Records in a dataset:
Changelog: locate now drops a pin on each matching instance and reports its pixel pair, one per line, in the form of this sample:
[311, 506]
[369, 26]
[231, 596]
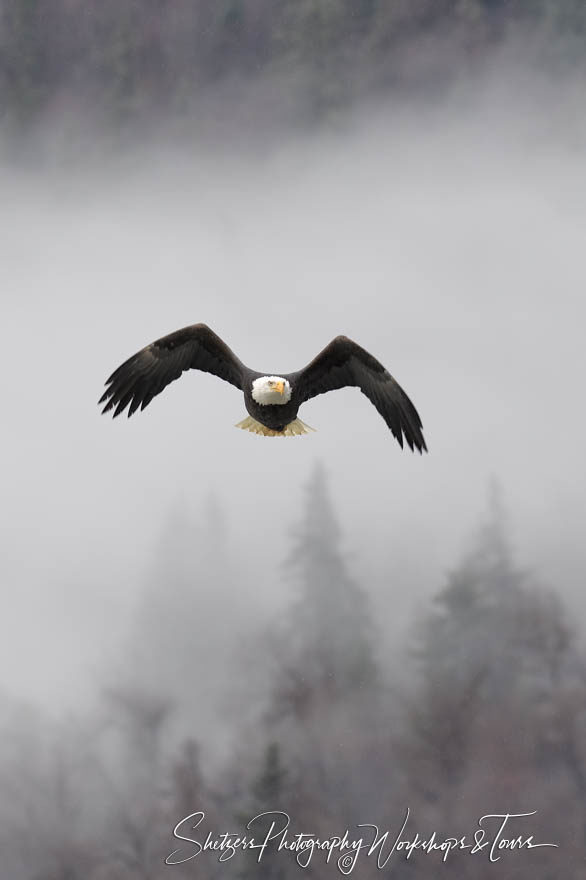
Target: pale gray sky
[449, 242]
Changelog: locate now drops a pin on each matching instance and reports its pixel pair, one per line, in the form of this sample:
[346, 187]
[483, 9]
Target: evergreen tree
[329, 624]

:: What you have to do ::
Render all of the data above as a Markdown table with the columns "No." and "Text", giving each line its own numbered row and skipping blank lines. Leave the pictures out of the table.

:: Result of the task ::
| No. | Text |
|---|---|
| 1 | Changelog: locate now drops a pin on each matching instance and reports its pixel pair, one per line, in the form of this sample: |
| 2 | [311, 506] |
| 3 | [369, 26] |
| 4 | [231, 596] |
| 5 | Target: pale gray sky |
| 6 | [449, 242] |
| 7 | Changelog: locate now drops a pin on each matching instance and reports its pixel pair, one per line, in the form of this sample: |
| 8 | [346, 187] |
| 9 | [483, 9] |
| 10 | Target: evergreen tree |
| 11 | [329, 624] |